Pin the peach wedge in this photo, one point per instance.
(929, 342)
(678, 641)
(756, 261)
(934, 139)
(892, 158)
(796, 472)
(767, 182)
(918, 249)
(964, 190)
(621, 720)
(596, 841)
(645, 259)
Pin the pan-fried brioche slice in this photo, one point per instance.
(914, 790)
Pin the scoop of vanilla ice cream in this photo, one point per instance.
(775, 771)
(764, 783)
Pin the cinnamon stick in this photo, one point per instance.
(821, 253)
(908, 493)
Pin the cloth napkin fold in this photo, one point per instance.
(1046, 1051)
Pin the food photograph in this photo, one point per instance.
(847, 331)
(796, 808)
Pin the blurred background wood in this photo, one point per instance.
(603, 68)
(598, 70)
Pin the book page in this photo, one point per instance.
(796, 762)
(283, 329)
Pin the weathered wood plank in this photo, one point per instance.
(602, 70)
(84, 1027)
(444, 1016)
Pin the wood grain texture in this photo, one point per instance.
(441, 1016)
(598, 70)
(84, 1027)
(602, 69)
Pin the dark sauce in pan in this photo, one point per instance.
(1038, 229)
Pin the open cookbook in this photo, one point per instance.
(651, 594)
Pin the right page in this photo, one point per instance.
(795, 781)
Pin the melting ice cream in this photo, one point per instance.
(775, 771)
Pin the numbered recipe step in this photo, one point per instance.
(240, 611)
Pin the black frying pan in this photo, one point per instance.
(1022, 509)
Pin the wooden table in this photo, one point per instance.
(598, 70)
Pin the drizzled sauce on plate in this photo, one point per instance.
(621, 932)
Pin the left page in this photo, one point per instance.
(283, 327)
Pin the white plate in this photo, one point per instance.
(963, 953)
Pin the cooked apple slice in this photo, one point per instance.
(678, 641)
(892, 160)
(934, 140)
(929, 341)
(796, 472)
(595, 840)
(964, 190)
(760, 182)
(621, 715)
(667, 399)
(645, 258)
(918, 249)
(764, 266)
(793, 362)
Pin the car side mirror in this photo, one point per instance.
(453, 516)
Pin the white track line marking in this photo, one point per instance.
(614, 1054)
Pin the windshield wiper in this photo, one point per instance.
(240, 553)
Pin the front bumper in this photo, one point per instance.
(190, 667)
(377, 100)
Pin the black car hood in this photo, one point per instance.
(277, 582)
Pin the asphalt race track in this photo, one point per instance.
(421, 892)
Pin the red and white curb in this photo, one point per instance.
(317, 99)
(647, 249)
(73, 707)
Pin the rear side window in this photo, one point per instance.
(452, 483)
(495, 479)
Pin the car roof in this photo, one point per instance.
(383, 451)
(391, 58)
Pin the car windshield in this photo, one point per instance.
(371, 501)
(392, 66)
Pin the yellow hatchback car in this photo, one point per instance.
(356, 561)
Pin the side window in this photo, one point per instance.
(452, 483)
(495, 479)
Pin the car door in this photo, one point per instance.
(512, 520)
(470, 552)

• Goal of the exercise
Rewrite all the records above, putting "Mark" in place of every "Pin" and keeping everything else the same.

• Response for this exercise
Mark the peach wedge in this photo, one point per instance.
(929, 342)
(678, 641)
(756, 261)
(934, 139)
(892, 158)
(796, 472)
(767, 182)
(918, 249)
(964, 190)
(621, 720)
(596, 841)
(645, 259)
Mark the pan-fried brioche slice in this photo, one point per instance.
(914, 790)
Mark the scoop of vanilla ice cream in this photo, one point per instance.
(775, 771)
(764, 783)
Mark the cinnamon stick in this photo, one point per instance.
(821, 253)
(908, 493)
Mark the cloth napkin fold in this photo, one point per instance.
(1046, 1051)
Mark the food photograph in this photo, one point per instance.
(847, 331)
(796, 808)
Mark the blurred background wood in this photo, one point per instance.
(603, 68)
(598, 70)
Mark the book page in this photo, one point per instance.
(796, 762)
(283, 329)
Mark the weathered wood plank in this photo, one point per instance.
(602, 70)
(84, 1027)
(444, 1016)
Mark the wood grain texture in this photo, one point per instance.
(441, 1016)
(598, 70)
(84, 1027)
(602, 69)
Mark the dark sauce in pan in this photo, one point per instance.
(1038, 229)
Mark the open cookbook in this photo, one point per instance.
(651, 594)
Mark the right page in this photo, one point per instance.
(795, 781)
Mark the melting ice cream in this photo, one point per instance.
(775, 771)
Mark the numbered recipe step in this photo, one point per instance.
(240, 611)
Mark the black frying pan in this photo, one point per instance.
(1022, 509)
Mark the wooden table in this photo, one point per instance.
(598, 70)
Mark the drizzled sauce on plate in this photo, one point per instance.
(621, 932)
Mark the left page in this photo, one point per instance.
(283, 327)
Mark the white plate in this photo, one point per instance.
(963, 953)
Mark the cooked apple slice in this photo, one point per instance.
(678, 641)
(892, 160)
(934, 140)
(929, 341)
(796, 472)
(595, 840)
(964, 190)
(760, 182)
(621, 715)
(667, 399)
(645, 258)
(918, 249)
(764, 266)
(793, 362)
Mark the car side mirror in this photo, one point per instance.
(453, 516)
Mark the white track line marking in this photo, one point per instance.
(614, 1054)
Mark the windshield wiper in this photo, one point per instance.
(240, 553)
Mark the front bumper in this photo, one point per instance.
(190, 667)
(377, 100)
Mark the black car hood in this photo, one point per instance.
(277, 582)
Mark the asphalt race track in this photo, one point per instance.
(421, 892)
Mark the red and white curb in this photo, one point per instance.
(317, 99)
(647, 249)
(73, 707)
Mark the rear side window in this photo, one point per instance.
(452, 483)
(495, 479)
Mark the car roof in this photo, one point per instance.
(383, 451)
(391, 58)
Mark the car windshield in this photo, one point per instance.
(371, 501)
(392, 66)
Mark the yellow hatchback car in this photo, one point per instance.
(356, 561)
Mark the side window in this photo, one point per instance.
(452, 483)
(495, 479)
Mark the car door in this photo, one point per instance.
(512, 520)
(470, 552)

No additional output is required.